Render the data, everything from the line containing "Accessibility service: describe the location of black tights" down to the line containing "122,69 -> 183,248", both included, as a two-column CSV with the headers input and output. Each row should pair one text with its answer, with every field in double quotes and line breaks replaced by spaces.

________________________________________

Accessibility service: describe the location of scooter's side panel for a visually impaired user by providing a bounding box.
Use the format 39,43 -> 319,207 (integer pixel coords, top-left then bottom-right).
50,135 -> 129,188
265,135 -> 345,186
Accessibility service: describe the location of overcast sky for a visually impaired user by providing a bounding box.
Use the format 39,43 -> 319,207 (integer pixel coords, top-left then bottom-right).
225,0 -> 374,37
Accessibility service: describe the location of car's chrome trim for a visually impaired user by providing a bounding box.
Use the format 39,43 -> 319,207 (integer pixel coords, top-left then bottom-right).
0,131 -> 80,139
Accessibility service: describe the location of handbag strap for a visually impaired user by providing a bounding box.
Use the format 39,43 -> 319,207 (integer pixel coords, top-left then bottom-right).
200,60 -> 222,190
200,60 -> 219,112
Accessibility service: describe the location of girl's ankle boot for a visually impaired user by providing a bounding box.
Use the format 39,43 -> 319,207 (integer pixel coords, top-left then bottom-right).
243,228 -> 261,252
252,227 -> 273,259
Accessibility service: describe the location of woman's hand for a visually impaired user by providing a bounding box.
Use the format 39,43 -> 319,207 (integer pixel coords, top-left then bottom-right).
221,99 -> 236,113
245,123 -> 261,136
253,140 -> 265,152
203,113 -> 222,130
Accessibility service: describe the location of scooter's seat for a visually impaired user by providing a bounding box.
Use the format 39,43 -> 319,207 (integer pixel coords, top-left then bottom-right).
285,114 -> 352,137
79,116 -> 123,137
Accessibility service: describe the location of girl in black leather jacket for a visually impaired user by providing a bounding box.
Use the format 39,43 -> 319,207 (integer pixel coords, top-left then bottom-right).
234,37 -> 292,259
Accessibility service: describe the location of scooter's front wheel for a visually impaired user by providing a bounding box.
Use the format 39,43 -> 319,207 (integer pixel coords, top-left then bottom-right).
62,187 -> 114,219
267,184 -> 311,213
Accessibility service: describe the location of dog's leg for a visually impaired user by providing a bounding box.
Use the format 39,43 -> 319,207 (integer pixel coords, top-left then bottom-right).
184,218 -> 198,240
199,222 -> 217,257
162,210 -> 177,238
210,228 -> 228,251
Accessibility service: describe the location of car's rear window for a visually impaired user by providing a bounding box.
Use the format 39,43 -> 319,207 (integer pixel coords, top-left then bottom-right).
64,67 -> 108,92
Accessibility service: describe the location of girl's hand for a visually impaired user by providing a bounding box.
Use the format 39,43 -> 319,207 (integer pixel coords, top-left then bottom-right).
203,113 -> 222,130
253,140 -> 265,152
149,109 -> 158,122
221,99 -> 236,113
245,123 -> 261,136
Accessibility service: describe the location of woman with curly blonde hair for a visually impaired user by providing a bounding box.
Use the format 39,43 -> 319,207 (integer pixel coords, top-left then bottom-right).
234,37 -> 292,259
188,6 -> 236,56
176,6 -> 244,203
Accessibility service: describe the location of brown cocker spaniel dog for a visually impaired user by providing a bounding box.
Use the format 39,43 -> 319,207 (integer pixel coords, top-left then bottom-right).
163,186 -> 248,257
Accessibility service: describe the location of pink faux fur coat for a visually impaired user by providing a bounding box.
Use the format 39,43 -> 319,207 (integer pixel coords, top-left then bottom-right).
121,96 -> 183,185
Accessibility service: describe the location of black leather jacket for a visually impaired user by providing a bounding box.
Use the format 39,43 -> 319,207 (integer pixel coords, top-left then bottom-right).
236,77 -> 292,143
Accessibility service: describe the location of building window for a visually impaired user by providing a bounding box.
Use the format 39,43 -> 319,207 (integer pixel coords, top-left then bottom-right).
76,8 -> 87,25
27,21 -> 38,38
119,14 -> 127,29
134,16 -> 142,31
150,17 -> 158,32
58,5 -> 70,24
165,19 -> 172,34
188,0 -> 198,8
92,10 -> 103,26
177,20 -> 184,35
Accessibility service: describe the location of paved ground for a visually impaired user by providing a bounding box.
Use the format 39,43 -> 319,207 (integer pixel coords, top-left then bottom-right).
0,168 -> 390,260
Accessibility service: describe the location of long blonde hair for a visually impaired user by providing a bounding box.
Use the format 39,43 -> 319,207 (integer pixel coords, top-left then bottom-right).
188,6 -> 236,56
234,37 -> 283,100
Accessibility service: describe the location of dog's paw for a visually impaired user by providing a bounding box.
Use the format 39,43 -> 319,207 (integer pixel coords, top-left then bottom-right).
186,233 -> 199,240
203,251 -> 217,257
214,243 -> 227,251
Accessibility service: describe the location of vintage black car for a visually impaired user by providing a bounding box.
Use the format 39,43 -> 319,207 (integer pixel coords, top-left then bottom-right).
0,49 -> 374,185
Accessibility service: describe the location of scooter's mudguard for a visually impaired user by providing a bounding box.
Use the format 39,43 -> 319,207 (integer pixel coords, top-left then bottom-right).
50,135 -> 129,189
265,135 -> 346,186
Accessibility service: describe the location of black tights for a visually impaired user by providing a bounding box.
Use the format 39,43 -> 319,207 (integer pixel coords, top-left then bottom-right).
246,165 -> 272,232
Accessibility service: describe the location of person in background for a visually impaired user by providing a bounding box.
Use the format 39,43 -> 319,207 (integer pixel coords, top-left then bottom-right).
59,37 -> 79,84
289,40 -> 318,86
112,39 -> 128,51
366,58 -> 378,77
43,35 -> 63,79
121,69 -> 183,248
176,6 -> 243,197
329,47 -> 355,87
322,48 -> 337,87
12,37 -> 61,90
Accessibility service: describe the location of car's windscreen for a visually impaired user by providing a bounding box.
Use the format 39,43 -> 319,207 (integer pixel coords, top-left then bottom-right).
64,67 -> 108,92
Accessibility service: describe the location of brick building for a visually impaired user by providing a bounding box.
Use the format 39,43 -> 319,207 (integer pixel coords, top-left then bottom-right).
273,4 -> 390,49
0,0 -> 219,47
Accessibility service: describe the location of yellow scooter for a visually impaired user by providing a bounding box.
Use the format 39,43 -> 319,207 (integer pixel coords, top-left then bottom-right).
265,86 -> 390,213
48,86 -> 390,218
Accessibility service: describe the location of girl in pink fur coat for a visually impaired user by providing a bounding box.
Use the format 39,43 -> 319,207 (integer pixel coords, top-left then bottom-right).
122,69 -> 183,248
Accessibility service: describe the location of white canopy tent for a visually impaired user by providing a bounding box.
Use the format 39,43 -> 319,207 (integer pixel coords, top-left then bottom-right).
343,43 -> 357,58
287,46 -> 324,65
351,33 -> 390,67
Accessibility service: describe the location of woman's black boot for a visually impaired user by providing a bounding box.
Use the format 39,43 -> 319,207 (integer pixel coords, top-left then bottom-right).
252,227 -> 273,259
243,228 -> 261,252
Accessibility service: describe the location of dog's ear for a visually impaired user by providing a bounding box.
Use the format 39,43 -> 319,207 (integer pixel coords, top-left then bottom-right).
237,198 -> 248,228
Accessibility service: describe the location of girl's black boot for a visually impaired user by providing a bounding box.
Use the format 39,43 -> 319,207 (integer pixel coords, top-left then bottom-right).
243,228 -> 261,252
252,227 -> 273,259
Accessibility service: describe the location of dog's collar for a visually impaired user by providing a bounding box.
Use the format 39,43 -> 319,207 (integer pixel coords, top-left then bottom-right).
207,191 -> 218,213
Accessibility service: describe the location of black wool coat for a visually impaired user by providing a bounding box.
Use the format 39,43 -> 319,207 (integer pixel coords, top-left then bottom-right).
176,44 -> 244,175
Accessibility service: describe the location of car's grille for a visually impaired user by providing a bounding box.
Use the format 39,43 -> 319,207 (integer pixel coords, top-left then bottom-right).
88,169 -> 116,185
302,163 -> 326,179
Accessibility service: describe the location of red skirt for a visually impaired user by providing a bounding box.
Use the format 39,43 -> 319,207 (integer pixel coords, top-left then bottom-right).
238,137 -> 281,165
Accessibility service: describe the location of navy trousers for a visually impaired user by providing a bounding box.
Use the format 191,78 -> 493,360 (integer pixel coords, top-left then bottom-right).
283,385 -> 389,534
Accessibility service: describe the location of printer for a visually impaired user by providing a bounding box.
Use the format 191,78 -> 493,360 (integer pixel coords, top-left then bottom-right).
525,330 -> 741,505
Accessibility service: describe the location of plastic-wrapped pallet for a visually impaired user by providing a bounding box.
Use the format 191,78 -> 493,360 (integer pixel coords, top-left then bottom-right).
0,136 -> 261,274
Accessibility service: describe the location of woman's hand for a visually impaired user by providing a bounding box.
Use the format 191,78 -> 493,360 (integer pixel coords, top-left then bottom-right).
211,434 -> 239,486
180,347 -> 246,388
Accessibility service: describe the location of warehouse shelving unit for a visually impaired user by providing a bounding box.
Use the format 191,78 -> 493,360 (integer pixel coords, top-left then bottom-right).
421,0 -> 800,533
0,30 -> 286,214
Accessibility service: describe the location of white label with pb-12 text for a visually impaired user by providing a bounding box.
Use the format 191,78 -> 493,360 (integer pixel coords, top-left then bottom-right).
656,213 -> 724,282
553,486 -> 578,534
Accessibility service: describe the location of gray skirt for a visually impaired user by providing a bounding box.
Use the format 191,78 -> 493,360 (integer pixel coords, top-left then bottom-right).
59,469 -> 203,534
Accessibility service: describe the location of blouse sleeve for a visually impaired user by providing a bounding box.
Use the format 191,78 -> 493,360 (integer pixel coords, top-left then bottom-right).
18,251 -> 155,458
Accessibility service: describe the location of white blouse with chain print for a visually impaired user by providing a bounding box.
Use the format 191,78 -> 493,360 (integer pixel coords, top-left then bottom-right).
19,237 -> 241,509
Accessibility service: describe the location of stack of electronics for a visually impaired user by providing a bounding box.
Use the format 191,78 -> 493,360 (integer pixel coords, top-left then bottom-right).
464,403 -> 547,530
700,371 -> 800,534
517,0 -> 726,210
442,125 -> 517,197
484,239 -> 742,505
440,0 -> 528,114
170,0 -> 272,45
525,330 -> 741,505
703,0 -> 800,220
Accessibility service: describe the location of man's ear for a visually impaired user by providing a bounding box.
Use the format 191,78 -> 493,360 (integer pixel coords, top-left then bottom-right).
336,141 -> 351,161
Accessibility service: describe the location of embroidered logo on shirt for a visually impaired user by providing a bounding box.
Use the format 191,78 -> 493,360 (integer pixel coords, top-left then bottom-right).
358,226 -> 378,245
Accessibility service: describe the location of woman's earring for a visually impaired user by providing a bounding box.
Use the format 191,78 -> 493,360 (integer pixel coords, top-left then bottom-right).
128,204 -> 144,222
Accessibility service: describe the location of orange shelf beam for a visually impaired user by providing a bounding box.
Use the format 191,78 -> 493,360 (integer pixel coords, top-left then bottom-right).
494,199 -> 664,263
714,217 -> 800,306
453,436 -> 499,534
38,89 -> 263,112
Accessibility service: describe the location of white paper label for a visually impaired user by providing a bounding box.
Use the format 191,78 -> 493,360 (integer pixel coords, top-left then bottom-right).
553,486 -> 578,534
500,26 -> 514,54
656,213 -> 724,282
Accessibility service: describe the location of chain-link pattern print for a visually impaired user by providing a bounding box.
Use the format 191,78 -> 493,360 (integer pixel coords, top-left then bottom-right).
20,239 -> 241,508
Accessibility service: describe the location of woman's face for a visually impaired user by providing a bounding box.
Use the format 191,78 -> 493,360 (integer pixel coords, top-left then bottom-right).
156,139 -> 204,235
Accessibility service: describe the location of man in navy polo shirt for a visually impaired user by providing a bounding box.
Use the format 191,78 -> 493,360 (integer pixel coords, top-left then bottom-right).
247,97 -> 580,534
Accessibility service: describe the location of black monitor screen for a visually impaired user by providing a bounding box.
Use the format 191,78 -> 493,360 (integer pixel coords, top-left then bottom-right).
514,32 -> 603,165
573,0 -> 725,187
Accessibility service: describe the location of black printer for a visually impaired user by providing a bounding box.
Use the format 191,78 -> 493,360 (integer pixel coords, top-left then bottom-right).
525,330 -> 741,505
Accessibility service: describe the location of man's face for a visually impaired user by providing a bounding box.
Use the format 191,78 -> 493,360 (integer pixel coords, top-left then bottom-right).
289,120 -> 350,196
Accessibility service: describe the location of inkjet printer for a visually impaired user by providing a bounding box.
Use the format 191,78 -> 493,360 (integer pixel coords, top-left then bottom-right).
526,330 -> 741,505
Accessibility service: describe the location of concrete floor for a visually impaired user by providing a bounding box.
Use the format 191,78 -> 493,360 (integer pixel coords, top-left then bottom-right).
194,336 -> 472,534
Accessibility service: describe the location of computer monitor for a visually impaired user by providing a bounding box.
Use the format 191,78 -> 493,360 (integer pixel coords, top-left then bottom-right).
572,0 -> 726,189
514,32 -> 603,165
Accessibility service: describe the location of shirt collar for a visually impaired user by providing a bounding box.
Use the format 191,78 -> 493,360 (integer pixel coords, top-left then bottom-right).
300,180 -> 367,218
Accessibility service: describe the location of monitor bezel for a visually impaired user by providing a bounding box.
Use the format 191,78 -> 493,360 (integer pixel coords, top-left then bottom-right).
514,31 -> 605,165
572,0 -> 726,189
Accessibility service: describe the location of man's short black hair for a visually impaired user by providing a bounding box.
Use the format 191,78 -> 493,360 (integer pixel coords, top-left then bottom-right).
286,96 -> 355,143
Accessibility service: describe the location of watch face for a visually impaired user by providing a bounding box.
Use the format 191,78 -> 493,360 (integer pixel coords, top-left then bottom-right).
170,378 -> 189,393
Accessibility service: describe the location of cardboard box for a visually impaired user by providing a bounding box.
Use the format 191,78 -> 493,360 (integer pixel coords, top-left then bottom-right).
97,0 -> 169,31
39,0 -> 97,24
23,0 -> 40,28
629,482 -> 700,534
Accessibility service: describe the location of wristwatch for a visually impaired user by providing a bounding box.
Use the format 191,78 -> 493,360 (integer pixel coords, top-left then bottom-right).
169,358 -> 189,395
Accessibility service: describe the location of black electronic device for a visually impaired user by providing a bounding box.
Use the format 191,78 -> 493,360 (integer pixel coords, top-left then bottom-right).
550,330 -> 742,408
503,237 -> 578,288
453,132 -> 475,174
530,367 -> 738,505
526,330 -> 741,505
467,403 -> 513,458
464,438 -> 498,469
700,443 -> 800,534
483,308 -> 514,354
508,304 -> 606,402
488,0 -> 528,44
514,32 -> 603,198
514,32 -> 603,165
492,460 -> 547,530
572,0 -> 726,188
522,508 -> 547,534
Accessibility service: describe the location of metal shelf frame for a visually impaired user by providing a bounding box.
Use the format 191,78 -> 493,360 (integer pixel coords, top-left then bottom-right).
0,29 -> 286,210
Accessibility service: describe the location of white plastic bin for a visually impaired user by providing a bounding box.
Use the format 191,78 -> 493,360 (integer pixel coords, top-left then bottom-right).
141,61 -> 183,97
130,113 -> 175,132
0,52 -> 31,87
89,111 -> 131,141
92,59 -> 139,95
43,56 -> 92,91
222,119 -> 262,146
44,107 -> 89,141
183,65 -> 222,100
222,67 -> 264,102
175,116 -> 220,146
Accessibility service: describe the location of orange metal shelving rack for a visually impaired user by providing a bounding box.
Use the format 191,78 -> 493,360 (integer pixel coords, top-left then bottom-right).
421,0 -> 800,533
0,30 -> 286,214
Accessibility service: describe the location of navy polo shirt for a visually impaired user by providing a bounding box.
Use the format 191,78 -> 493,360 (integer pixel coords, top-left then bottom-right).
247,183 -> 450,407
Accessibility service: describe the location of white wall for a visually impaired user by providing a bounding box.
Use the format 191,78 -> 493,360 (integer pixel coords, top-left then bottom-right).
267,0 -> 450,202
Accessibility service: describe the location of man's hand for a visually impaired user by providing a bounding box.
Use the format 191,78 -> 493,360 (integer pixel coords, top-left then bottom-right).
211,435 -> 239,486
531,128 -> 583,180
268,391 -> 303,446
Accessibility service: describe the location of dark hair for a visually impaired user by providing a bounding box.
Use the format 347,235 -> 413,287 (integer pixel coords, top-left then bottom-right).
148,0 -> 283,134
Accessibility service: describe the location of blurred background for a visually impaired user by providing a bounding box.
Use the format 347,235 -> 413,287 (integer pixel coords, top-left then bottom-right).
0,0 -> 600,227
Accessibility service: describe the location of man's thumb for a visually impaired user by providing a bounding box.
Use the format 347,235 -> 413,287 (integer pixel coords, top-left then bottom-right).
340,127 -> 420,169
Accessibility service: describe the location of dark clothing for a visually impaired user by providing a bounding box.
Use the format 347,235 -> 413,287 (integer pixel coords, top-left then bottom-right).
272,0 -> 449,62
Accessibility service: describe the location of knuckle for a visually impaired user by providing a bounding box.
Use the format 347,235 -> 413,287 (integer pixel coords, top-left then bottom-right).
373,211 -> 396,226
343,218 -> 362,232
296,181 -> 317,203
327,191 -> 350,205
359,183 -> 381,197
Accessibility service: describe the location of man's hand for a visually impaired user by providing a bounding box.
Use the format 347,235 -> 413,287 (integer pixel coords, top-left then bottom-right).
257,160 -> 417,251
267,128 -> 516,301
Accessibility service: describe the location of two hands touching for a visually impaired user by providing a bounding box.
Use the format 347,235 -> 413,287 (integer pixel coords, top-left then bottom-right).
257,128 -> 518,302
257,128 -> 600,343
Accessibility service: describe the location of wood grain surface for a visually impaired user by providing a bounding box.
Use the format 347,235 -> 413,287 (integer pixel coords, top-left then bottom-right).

________________________________________

Exercise response —
input,output
"Accessibility service: describe the location of black tights for a visually impaired user by providing a bounding box. Use the format 39,43 -> 319,207 (integer pixel coords, top-left then bottom-right).","246,165 -> 272,232"
"Accessibility service: describe the location of person in background for a visually impaired user by providing a bounding box. Use the format 39,43 -> 319,207 (integer pixel coords, top-left then bottom-right).","59,37 -> 79,84 289,40 -> 318,86 112,39 -> 128,51 366,58 -> 378,77 43,35 -> 63,79 121,69 -> 183,248 176,6 -> 243,197 329,47 -> 355,87 322,48 -> 337,87 12,37 -> 61,90"
"Accessibility service: describe the location of car's windscreen for a visually impaired user by providing a bounding box. Use the format 39,43 -> 319,207 (integer pixel coords, top-left then bottom-right).","64,67 -> 108,92"
"Accessibility service: describe the location of brick building for a visually impaired user by providing a bounding box. Use the format 39,43 -> 319,207 (integer pixel coords, top-left then bottom-right).","273,4 -> 390,49 0,0 -> 219,47"
"Accessibility service: describe the location of yellow scooter for a visually impaired user by providing a bounding box. Use the format 39,43 -> 319,207 (integer pixel coords, top-left then bottom-right).","265,86 -> 390,213 48,86 -> 390,218"
"Accessibility service: describe the location of girl in pink fur coat for a visually impaired user by providing a bounding box. Use the format 39,43 -> 319,207 (integer pixel coords, top-left then bottom-right).","122,69 -> 183,248"